— start Records supplied —

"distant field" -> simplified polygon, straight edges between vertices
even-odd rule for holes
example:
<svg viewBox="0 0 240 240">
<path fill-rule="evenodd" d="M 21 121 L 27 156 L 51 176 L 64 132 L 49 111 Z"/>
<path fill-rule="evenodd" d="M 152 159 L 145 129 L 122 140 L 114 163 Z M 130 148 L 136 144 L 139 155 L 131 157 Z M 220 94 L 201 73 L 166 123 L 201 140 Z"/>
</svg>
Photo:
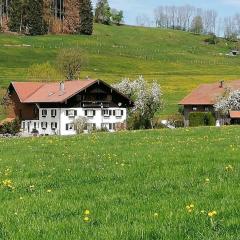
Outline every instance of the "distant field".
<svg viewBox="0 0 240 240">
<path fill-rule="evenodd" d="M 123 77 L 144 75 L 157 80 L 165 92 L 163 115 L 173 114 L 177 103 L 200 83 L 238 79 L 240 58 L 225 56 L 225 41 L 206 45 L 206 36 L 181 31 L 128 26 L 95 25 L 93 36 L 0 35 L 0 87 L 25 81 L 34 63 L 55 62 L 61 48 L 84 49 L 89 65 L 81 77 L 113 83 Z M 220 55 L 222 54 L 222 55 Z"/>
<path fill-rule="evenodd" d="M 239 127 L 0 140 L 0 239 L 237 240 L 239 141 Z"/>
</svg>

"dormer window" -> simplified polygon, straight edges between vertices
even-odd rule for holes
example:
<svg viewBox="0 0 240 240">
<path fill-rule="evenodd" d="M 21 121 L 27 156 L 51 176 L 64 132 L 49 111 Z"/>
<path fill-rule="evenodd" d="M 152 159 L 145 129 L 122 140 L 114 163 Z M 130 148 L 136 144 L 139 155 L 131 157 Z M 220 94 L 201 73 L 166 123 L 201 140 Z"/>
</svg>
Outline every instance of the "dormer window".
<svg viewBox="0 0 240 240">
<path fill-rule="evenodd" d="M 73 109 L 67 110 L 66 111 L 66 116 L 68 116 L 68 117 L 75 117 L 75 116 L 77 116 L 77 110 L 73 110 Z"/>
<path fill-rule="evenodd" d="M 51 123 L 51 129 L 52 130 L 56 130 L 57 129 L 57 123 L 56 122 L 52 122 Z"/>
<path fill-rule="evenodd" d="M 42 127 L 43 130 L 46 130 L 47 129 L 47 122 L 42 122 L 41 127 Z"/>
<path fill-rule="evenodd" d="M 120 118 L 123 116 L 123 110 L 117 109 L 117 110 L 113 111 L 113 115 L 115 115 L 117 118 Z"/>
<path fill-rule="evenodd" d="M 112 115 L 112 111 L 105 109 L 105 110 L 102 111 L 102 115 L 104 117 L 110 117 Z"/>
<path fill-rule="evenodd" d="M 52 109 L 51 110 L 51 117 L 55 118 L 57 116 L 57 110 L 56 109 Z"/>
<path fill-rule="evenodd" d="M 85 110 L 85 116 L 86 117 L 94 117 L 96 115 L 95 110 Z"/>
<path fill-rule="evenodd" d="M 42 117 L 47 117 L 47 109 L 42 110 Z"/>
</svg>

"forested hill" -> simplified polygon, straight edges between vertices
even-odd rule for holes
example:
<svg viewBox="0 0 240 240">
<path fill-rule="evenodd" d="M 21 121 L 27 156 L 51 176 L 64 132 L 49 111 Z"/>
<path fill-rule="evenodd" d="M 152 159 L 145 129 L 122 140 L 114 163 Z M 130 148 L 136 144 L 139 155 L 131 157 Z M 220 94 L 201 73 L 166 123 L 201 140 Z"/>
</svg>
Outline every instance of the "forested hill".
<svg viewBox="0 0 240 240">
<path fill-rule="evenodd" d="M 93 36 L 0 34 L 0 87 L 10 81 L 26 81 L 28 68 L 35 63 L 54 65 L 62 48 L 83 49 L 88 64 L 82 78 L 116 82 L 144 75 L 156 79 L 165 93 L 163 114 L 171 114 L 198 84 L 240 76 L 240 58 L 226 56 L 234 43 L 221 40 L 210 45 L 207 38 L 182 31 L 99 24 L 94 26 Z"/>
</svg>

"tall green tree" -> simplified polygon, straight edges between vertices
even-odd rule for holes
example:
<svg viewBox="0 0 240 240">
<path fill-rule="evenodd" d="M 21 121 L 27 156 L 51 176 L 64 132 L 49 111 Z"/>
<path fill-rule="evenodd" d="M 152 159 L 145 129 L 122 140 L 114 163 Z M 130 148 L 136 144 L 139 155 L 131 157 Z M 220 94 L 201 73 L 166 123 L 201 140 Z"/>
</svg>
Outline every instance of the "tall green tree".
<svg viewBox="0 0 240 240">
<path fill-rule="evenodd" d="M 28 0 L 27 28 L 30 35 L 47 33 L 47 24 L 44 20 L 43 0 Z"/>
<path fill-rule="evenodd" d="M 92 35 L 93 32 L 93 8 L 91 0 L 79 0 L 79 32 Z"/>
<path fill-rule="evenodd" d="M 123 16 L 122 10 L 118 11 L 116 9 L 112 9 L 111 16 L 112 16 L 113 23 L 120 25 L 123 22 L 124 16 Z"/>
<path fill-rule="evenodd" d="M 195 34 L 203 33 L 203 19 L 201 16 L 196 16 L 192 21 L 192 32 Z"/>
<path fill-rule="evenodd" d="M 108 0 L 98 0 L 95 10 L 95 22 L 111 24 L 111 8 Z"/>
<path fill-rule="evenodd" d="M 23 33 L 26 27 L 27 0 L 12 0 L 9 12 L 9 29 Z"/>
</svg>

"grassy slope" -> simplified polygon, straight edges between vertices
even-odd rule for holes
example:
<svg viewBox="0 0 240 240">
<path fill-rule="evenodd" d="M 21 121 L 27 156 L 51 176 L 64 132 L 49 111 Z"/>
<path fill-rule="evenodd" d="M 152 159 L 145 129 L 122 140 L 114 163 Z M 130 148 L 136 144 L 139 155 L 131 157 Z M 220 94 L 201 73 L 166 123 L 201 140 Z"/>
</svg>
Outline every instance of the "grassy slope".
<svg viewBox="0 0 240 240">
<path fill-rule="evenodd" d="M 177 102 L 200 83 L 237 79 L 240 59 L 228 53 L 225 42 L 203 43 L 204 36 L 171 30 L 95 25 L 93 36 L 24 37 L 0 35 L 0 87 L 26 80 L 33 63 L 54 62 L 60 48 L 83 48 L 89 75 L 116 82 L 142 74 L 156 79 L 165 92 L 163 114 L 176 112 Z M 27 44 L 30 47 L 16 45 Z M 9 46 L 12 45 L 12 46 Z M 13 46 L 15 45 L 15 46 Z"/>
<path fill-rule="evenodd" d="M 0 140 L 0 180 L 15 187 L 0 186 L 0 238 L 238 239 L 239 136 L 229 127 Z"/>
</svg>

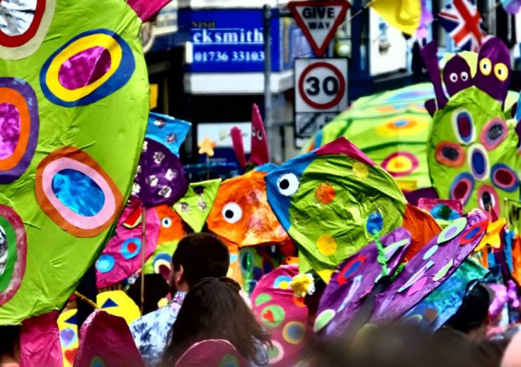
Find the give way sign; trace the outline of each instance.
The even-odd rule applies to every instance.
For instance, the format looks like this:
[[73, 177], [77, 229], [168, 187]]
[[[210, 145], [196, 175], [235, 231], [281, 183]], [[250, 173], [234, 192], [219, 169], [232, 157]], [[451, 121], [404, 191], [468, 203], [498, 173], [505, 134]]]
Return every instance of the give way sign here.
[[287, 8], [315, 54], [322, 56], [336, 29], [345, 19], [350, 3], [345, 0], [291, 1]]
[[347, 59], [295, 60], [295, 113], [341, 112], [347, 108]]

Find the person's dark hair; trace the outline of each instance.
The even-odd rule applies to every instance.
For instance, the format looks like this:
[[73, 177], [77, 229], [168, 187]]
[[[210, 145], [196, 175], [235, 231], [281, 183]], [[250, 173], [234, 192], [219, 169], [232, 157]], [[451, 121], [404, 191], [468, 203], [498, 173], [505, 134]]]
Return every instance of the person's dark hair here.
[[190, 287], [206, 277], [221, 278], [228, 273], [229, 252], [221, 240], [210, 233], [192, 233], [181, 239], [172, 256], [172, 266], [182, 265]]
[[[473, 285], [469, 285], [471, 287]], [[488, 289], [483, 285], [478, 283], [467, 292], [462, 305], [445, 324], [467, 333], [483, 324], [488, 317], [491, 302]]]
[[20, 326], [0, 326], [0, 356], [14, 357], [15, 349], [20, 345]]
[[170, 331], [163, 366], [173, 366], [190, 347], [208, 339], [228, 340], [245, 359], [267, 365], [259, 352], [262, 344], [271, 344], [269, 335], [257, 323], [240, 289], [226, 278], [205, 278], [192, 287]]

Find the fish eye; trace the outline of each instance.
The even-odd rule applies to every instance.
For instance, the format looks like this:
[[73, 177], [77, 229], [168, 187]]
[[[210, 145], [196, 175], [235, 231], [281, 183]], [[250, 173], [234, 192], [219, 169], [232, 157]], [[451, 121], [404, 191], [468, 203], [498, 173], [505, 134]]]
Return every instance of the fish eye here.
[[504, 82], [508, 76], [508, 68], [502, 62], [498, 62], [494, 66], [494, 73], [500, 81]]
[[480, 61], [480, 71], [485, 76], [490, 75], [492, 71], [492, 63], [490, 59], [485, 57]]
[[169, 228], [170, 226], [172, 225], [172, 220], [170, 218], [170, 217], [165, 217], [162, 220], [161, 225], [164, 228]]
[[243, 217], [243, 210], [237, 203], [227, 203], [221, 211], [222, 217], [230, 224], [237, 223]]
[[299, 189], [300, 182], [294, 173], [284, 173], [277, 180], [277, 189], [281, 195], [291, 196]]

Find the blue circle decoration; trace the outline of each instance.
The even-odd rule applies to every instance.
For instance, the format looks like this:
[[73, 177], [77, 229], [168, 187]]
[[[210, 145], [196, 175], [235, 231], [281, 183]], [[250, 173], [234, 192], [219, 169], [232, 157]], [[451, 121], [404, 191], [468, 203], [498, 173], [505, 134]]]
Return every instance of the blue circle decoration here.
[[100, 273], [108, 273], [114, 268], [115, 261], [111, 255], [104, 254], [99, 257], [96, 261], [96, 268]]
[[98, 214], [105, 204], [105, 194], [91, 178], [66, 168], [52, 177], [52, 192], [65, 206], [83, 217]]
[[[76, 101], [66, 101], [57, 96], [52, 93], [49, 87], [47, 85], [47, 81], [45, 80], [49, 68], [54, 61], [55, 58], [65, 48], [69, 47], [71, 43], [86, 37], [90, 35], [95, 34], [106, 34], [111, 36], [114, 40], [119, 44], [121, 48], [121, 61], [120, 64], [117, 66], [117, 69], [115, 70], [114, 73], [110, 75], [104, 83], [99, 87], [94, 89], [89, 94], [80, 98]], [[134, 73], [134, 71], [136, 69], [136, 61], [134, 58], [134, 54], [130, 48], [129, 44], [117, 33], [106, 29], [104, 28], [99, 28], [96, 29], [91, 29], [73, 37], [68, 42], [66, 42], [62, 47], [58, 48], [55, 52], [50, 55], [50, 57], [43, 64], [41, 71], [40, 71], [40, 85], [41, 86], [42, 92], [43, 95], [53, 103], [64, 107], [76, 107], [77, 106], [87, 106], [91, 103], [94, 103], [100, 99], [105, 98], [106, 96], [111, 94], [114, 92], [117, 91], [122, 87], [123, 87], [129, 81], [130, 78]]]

— end Records supplied —

Task prompt:
State how many lines in the entries above contain the word "green", and reply with that number alone.

Reply to the exercise:
2